▸ **Instructions to follow**:
Output the material word for word. Leave each picture out.

*-*-*

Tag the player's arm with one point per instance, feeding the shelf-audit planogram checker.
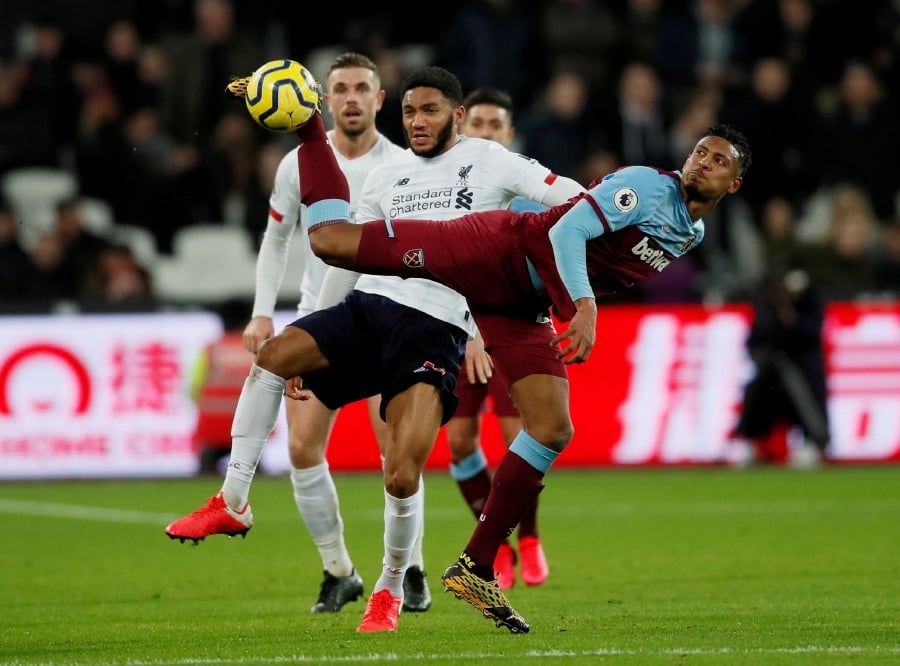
(569, 243)
(561, 190)
(336, 284)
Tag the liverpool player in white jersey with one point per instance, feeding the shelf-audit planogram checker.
(489, 115)
(353, 96)
(631, 224)
(403, 339)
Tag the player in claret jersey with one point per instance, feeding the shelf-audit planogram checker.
(513, 267)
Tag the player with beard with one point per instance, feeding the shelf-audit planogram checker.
(513, 268)
(401, 338)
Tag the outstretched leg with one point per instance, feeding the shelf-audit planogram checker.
(324, 190)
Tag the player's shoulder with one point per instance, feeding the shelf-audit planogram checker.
(639, 176)
(287, 167)
(290, 157)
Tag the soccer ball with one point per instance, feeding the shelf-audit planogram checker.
(282, 95)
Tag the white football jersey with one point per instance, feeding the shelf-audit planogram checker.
(286, 211)
(474, 175)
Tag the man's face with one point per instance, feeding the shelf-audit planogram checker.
(430, 121)
(711, 170)
(488, 121)
(354, 97)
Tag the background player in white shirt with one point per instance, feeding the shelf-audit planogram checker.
(353, 96)
(401, 338)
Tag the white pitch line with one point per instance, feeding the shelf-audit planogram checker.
(476, 656)
(54, 510)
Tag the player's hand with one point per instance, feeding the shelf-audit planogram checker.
(577, 340)
(259, 329)
(293, 389)
(479, 365)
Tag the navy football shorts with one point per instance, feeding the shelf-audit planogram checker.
(376, 345)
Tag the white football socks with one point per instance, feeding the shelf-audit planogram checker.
(317, 501)
(416, 558)
(401, 525)
(254, 418)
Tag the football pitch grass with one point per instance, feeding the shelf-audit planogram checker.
(648, 566)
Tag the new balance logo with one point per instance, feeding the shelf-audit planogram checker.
(464, 199)
(428, 366)
(655, 258)
(414, 258)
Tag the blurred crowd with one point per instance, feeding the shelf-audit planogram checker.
(126, 98)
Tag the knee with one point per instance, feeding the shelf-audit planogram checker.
(554, 433)
(402, 482)
(461, 444)
(269, 355)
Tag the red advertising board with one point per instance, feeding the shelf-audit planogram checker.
(93, 396)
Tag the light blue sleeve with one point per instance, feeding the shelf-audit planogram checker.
(569, 237)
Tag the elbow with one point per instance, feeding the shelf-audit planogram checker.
(332, 244)
(322, 245)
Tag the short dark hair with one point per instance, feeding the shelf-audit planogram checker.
(488, 95)
(435, 77)
(736, 139)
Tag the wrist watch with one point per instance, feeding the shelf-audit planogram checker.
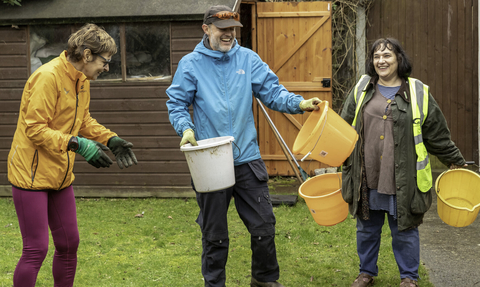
(73, 144)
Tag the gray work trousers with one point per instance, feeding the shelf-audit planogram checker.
(253, 204)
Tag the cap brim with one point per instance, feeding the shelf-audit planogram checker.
(227, 23)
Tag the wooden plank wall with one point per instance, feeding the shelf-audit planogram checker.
(136, 112)
(13, 75)
(441, 38)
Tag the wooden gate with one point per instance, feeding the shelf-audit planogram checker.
(295, 40)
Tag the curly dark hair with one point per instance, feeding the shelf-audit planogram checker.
(404, 65)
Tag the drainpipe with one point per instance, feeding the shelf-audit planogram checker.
(360, 41)
(236, 6)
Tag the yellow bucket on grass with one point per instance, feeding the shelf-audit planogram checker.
(323, 196)
(326, 137)
(458, 194)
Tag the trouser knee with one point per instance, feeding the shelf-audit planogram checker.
(36, 252)
(66, 243)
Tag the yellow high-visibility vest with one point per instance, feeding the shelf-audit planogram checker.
(419, 103)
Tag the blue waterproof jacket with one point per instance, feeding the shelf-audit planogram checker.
(219, 86)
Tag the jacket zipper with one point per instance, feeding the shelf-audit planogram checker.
(68, 167)
(33, 168)
(73, 125)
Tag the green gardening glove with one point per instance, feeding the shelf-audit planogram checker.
(310, 105)
(188, 137)
(122, 151)
(93, 152)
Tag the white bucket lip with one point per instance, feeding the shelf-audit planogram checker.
(218, 141)
(444, 201)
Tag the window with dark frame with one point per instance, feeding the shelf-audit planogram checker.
(143, 49)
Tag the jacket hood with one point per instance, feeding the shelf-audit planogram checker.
(200, 48)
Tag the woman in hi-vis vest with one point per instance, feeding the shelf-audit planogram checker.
(389, 173)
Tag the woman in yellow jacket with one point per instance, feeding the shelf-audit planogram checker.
(54, 110)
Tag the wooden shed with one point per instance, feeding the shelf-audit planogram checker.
(152, 36)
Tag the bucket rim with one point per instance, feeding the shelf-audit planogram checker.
(218, 141)
(437, 191)
(319, 196)
(324, 111)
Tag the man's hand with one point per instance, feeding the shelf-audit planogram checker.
(310, 105)
(188, 137)
(93, 152)
(122, 151)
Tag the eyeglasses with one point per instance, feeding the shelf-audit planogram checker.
(225, 15)
(106, 61)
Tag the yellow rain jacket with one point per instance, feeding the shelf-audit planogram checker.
(55, 107)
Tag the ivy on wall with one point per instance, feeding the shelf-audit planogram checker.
(344, 22)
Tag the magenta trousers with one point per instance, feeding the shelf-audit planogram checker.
(36, 212)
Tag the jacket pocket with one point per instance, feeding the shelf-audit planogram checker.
(259, 169)
(347, 183)
(421, 201)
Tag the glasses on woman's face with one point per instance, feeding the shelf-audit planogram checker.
(106, 61)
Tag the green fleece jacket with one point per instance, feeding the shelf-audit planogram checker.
(411, 203)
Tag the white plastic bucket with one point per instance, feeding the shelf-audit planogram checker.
(211, 163)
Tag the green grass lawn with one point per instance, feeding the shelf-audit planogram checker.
(163, 247)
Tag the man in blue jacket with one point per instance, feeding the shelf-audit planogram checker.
(218, 79)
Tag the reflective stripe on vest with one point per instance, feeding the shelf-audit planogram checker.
(419, 98)
(419, 103)
(362, 83)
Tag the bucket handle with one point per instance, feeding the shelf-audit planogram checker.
(238, 150)
(321, 132)
(437, 190)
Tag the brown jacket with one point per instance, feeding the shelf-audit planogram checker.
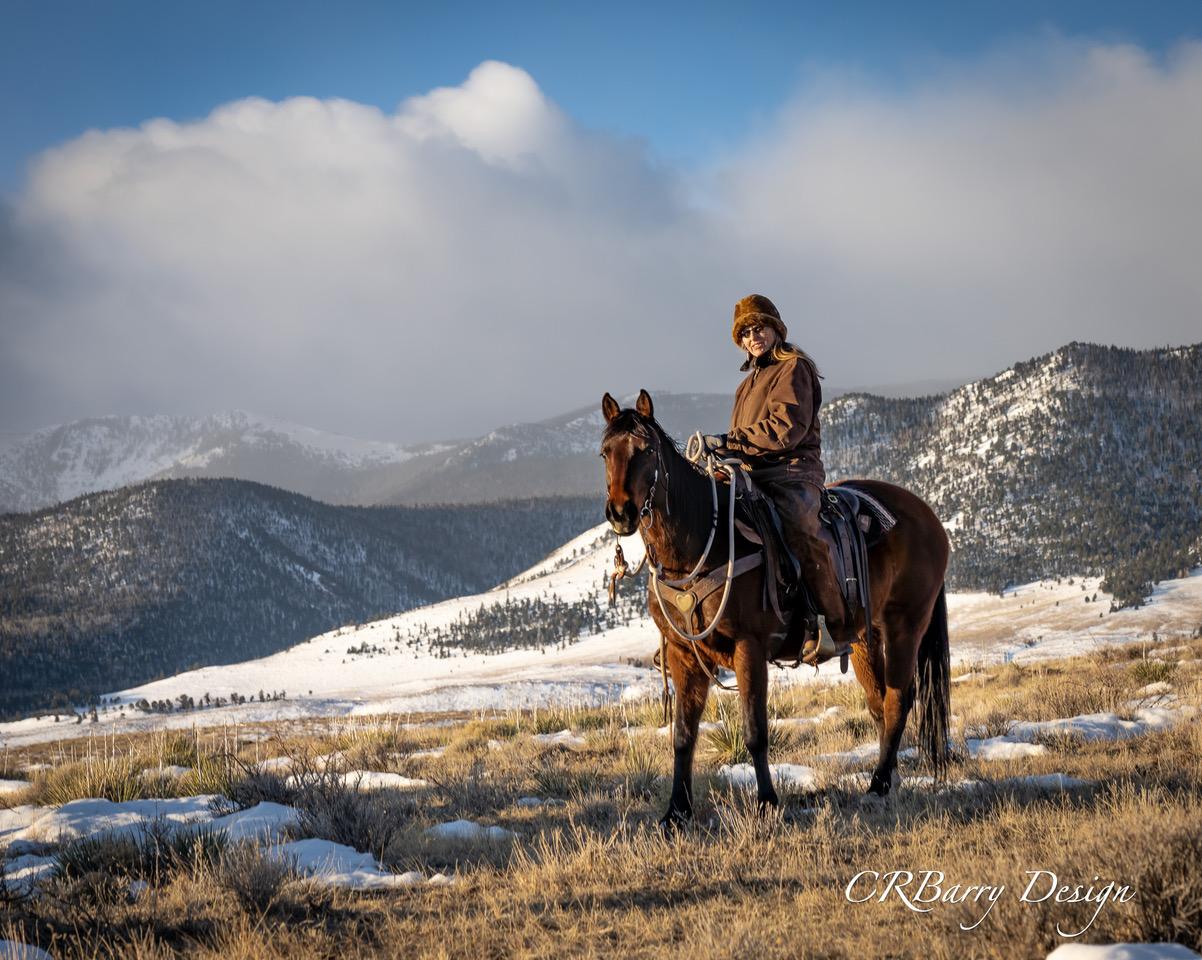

*-*-*

▸ **Task result**:
Tag the player's arm with one point per instance, feeding the shelf-audit planogram checker.
(569, 243)
(561, 190)
(336, 284)
Tag the liverpool player in white jersey with one point per instance, feeding the shelf-audit planogram checker.
(489, 115)
(353, 96)
(631, 224)
(403, 339)
Tag the player in claret jersey with one point per instance, feeding the shelf-audit planogram checker.
(513, 267)
Tag the player with beard with one point per instance, feeding the shelf-audit planogram checker.
(513, 268)
(401, 338)
Tag the outstretched leg with one point per instance, feeding the shelf-audit planogram checker.
(324, 190)
Tag the player's shoulder with one point per instance, feeding the shelf-audit planogram checker.
(639, 176)
(287, 167)
(290, 157)
Tag the soccer ball with one point per instance, feeding the shelf-audit planogram checker.
(282, 95)
Tag the white football jersey with one point per instance, feeding the shelf-audit planogram checker.
(286, 211)
(474, 175)
Tag the man's face with one point per instance, feeding the shelf-audit planogram checker.
(430, 121)
(711, 170)
(488, 121)
(354, 97)
Tag the background player in white shirt with one point per instance, feeding the shelf-audit planogram checker.
(353, 96)
(401, 338)
Tag the white pitch line with one point per instance, feeding the shelf-audit planogram checker.
(476, 656)
(54, 510)
Tag the player's hand with one point per instance, feeding the shelf-audit planogram checker.
(577, 340)
(259, 329)
(293, 389)
(479, 365)
Tag the navy football shorts with one point per instance, feeding the shelf-audit planogram checker.
(376, 345)
Tag the white football socks with one point per instance, feeding the shelf-audit planogram checker.
(317, 501)
(416, 558)
(401, 525)
(254, 418)
Tag the football pitch grass with one point per instance, feeding the shelf-audit planogram checker.
(648, 566)
Tag the new balance logo with one point per instance, feeding the shelf-audit planogram checker.
(464, 199)
(428, 366)
(655, 258)
(414, 258)
Tag the blurred crowd with one point per instance, feeding the shelf-audit planogram checker.
(126, 98)
Tag the knee with one point per instance, feeding the shelf-audit planogram checker.
(554, 433)
(402, 482)
(461, 444)
(269, 355)
Tag the red advertising board with one point per instance, feeding the shelf-audit planogram checker.
(93, 396)
Tag the light blue sleeve with one point per instance, feeding the shelf-audit planogram checker.
(569, 237)
Tag the elbow with one point per instance, feeding the shelf-audit planogram checker.
(332, 244)
(322, 245)
Tag the short dark hair with one point per instance, feeding the shelf-audit planogram checker.
(488, 95)
(435, 77)
(736, 139)
Tag the wrist watch with one point per instance, feeding the shelf-audit planogram checker.
(73, 144)
Tag the gray work trousers with one point per instance, feeding the shelf-audit planogram checker.
(253, 204)
Tag the cap brim with one point per instance, feeding the shelf-audit planogram checker.
(227, 23)
Tag the wooden plank wall with one point per instance, feeding the shelf-audit planogram checker.
(136, 112)
(13, 75)
(441, 38)
Tag the wooden gate with one point per instance, feeding the shelf-audit planogram checker.
(295, 40)
Tag the curly dark hair with one point per instance, feeding the shelf-audit planogram checker.
(404, 65)
Tag the drainpipe with one point per instance, feeding the shelf-audit planogram checker.
(360, 41)
(236, 6)
Tag the yellow bucket on grass with one point per instance, feeding the shelf-audit planogram checker.
(323, 196)
(326, 137)
(458, 194)
Tag the trouser knee with one point per instance, feeding the shelf-audit planogram checker.
(36, 252)
(66, 243)
Tag the yellow high-visibility vest with one point per instance, feeding the shelf-audit planogram checker.
(419, 103)
Tag the blue waterproof jacket with one point per instance, feeding the shelf-audit planogram checker.
(219, 86)
Tag the jacket zipper with one point per instance, feeding the shelf-audit planogram checker.
(68, 167)
(33, 168)
(73, 125)
Tag the green gardening glove with one point per instance, feeding the shelf-audit planogram checker.
(310, 105)
(188, 137)
(122, 151)
(93, 152)
Tag the white bucket lip with one point per instance, feeding the shelf-audit planogram checker.
(218, 141)
(444, 201)
Tag the window with dark frame with one point per instance, feeding the shelf-audit planogram checker.
(143, 49)
Tag the jacket hood with one point per instance, feeding the shelf-audit planogram checker.
(200, 48)
Tag the woman in hi-vis vest with one point per instance, feeding the shelf-audit planogram checker.
(389, 173)
Tag the woman in yellow jacket with one point per instance, feeding the shelf-audit planogram checker.
(54, 110)
Tag the wooden shed with one point per instance, feeding the shelf-audit planogram checker.
(152, 36)
Tag the bucket rim with one point per instance, feeding the shelf-audit planogram checker.
(218, 141)
(437, 191)
(319, 196)
(324, 111)
Tag the man's hand with one point per instance, feeding the shelf-audit planogram checker.
(310, 105)
(188, 137)
(93, 152)
(122, 151)
Tag the eyeglasses with one point per instance, feeding the shelf-audit planogram checker.
(225, 15)
(106, 61)
Tag the yellow rain jacket with one point per instance, feeding the shelf-audit planogram checker.
(55, 107)
Tag the ivy on wall with one point per instance, feeding the shelf-audit planogram checker.
(344, 22)
Tag the magenta trousers with one point per instance, feeding the shelf-audit planogram checker.
(36, 212)
Tag the jacket pocket with one point per instance, feeding the shelf-audit planogram checker.
(259, 169)
(347, 183)
(421, 201)
Tag the glasses on woman's face with one point per instance, feeding the shelf-audit planogram checker.
(106, 61)
Tag the green fleece jacket with one point per instance, feeding the shelf-audit planogram checker.
(411, 203)
Tag the white plastic bucket with one point per instance, feeding the shelf-audit planogram checker.
(211, 163)
Tag the green grass lawn with one point per instance, feeding the shelf-audit planogram checker.
(163, 247)
Tag the man in blue jacket with one point per instance, feeding the shelf-audit planogram checker.
(218, 79)
Tag the reflective stripe on vest with one point per instance, feeding the shelf-audit planogram checker.
(419, 98)
(419, 103)
(362, 83)
Tag the bucket handle with one point per instance, feeding the shelf-audit planogram checker.
(238, 150)
(321, 132)
(437, 190)
Tag the brown jacket with one point per instance, feeding the shelf-audit planogram checker.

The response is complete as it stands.